=== PROVIDED TEXT ===

In this article we will discuss about the effects of parasitic life on parasites and host.
Effects of Parasitic Life on Parasites:
In early parasitism there are no morphological changes in the parasite though physiological adaptations take place, later the following changes occur:
(a) There is a reduction in the organelles of locomotion’s, since the parasites are transported by the host, so that the locomotor organelles are simplified and finally lost. In some intestinal Sporozoa (Gregarina) only metaboly occurs, but in intracellular parasites (Plasmodium) there is no locomotion.
(b) The form and shape of the body become very simple with no complex organelles (Plasmodium).
(c) Organelles of fixation appear in some intestinal parasites (Gregarina).
(d) Organelles of nutrition are simplified (Balantidium) or even lost (Plasmodium) since food is absorbed by the body surface.
(e) Parasites acquire an ability for rapid multiplication to form numerous young ones, this ensures that at least some of the offspring will find a suitable host and continue the species (Plasmodium).
(f) Many have two hosts in their life cycle, and one of the hosts also acts as a vector to disseminate the parasite (Trypanosoma in man and tsetse fly).
Some parasites are restricted to a few hosts only, e.g., Gregarina in a few insects, or Opalina in Anura only, but some parasites have become adapted to a large variety of hosts, e.g., Trypanosoma is found in all classes of Vertebrates in which it parasitises some five hundred species.
Thus, in the development of host relationship the above two general trends are seen, this is due partly to the infective powers of the parasite, and partly to the degree of susceptibility of the host.
Effects of Parasitism on the Host:
The following pathological conditions may be caused by parasites in their hosts:
(i) Destruction of cells and tissues of the host may take place by movement or feeding activities of the parasite, e.g., Entamoeba histolytica eats the tissue cells of the colon and red blood corpuscles of the host; Plasmodium feeds on liver cells and erythrocytes.
(ii) Parasites may cause enlargement and disorders of lymph glands, spleen and liver, e.g., Leishmania or parasites may cause ulcers in the intestine, liver and brain, e.g., Entamoeba.
(iii) Parasites may secrete poisonous toxins which cause some disease in the host, e.g., Plasmodium causes malaria.
But in most cases of parasitism there is a mutual adaptation between the host and the parasite, the parasite is able to live and reproduce without any apparent injury, and the host offers a resistance or acquires an immunity against the parasite by producing antibodies which neutralize the effects of the parasite, or by becoming immune due to previous infection, or by increasing its powers of repairing and regenerating the injured tissue cells.
At times the host destroys the parasite by phagocytosis with the aid of leucocytes or cells of the spleen, bone marrow and liver.
The host may succeed in destroying the parasite or it may remain infected but become immune, so that it becomes a carrier of the parasite. Generally there is a delicate adjustment between the parasite and the host and they come to an elaborate compromise, if this mutual adjustment is lacking, then either the parasite is killed or the host is destroyed.

=== REQUIRED TASKS ===
1. List every parasite genus that the parasitism passage names as an example, giving each genus once.
2. Answer each question from the parasitism passage, one per line:
(a) How many species does Trypanosoma parasitise across the classes of vertebrates?
(b) What does Entamoeba histolytica eat in its host?
(c) What aids the host when it destroys a parasite by phagocytosis?
3. State whether each statement agrees with the parasitism passage, answering yes or no and quoting the words that decide it:
(a) Opalina lives in Anura and in no other hosts.
(b) A parasite undergoes morphological changes early in parasitism.
(c) Balantidium has lost its organelles of nutrition.

=== SOURCE DATA ===

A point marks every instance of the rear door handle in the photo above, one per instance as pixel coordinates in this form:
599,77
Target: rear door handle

=== ANSWERS FOR EACH ITEM ===
1. Gregarina, Plasmodium, Balantidium, Trypanosoma, Opalina, Entamoeba, Leishmania

2.
(a) Some five hundred species.
(b) The tissue cells of the colon and the red blood corpuscles of the host.
(c) Leucocytes or cells of the spleen, bone marrow and liver.

3.
(a) Yes: "Opalina in Anura only"
(b) No: "In early parasitism there are no morphological changes in the parasite"
(c) No: "Organelles of nutrition are simplified (Balantidium) or even lost (Plasmodium)"